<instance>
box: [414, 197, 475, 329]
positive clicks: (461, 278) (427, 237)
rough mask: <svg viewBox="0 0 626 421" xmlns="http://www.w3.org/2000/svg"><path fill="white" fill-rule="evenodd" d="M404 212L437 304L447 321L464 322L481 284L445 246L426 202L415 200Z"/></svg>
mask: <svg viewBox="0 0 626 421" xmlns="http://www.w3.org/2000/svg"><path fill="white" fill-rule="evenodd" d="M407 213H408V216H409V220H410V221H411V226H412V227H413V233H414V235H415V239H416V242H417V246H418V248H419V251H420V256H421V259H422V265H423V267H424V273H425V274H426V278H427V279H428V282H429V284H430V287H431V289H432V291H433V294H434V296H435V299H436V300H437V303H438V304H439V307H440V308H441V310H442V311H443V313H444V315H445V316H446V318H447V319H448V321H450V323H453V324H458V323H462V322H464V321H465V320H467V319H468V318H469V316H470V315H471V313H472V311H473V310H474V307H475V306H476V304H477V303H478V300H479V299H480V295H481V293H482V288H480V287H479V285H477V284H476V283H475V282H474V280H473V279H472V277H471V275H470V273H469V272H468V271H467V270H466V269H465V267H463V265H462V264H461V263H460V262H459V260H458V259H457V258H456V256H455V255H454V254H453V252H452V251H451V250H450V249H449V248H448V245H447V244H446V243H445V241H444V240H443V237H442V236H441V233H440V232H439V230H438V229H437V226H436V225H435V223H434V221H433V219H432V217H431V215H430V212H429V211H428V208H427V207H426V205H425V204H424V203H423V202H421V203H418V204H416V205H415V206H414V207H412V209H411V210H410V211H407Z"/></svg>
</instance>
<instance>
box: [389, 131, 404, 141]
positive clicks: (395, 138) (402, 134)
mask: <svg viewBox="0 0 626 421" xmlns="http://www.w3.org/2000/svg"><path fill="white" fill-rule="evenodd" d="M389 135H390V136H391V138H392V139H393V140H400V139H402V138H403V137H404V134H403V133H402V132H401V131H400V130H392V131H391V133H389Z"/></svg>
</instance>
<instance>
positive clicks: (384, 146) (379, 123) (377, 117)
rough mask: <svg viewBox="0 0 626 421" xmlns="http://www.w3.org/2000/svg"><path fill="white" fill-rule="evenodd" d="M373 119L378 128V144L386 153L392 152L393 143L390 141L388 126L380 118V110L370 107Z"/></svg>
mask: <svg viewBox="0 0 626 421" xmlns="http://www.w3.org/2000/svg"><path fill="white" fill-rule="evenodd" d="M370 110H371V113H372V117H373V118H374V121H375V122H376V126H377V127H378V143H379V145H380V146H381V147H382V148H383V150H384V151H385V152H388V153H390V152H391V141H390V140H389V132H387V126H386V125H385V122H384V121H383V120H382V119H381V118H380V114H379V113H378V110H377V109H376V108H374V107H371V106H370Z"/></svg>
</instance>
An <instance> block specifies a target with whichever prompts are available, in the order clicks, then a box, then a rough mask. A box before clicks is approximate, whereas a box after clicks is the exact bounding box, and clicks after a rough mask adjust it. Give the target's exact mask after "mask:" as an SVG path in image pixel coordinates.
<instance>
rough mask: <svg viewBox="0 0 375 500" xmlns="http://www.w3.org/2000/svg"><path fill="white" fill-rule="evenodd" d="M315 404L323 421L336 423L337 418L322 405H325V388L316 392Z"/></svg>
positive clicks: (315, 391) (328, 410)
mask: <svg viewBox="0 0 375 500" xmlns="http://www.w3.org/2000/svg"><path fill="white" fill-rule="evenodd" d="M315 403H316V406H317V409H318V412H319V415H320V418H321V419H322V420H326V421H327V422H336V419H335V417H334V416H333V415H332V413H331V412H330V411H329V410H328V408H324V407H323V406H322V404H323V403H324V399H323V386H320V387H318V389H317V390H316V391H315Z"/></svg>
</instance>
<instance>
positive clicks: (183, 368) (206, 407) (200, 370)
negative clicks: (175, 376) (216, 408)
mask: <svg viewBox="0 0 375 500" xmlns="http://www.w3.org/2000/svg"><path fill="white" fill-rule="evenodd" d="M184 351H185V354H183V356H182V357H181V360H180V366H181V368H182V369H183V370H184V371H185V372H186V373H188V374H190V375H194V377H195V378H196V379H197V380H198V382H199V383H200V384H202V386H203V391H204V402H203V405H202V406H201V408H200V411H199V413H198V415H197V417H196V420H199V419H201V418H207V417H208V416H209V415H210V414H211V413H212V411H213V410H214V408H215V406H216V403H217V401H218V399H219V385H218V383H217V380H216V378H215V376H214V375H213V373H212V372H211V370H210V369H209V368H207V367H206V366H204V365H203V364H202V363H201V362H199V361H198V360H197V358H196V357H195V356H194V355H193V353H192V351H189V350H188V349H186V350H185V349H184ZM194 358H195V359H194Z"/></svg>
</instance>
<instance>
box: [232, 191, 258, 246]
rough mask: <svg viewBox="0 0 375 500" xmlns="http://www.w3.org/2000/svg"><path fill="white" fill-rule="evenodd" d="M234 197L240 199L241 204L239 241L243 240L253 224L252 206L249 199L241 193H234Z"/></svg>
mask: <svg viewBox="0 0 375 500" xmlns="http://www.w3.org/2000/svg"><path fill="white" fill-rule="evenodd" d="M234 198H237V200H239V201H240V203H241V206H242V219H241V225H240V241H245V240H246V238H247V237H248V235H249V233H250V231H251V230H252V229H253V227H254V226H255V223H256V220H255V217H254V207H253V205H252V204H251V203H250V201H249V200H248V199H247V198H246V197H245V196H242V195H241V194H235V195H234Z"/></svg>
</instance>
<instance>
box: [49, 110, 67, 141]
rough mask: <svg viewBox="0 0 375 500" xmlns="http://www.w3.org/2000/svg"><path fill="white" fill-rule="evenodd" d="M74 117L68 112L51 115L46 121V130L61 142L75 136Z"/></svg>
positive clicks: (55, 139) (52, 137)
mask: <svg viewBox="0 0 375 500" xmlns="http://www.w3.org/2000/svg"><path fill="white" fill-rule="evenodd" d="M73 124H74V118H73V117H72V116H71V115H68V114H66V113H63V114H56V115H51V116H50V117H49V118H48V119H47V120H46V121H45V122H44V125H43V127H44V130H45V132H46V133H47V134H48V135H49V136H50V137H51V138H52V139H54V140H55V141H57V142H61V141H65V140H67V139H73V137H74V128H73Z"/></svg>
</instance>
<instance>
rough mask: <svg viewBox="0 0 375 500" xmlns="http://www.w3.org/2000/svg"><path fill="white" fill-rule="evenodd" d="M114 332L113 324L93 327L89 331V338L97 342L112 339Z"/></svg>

•••

INSTRUCTIONS FOR THE TASK => Every line from the line containing "box: [414, 197, 475, 329]" through the line containing "positive clicks: (461, 278) (427, 237)" in the records above must be retyped exactly. Leave out the rest.

EXERCISE SOLUTION =>
box: [414, 197, 475, 329]
positive clicks: (461, 278) (427, 237)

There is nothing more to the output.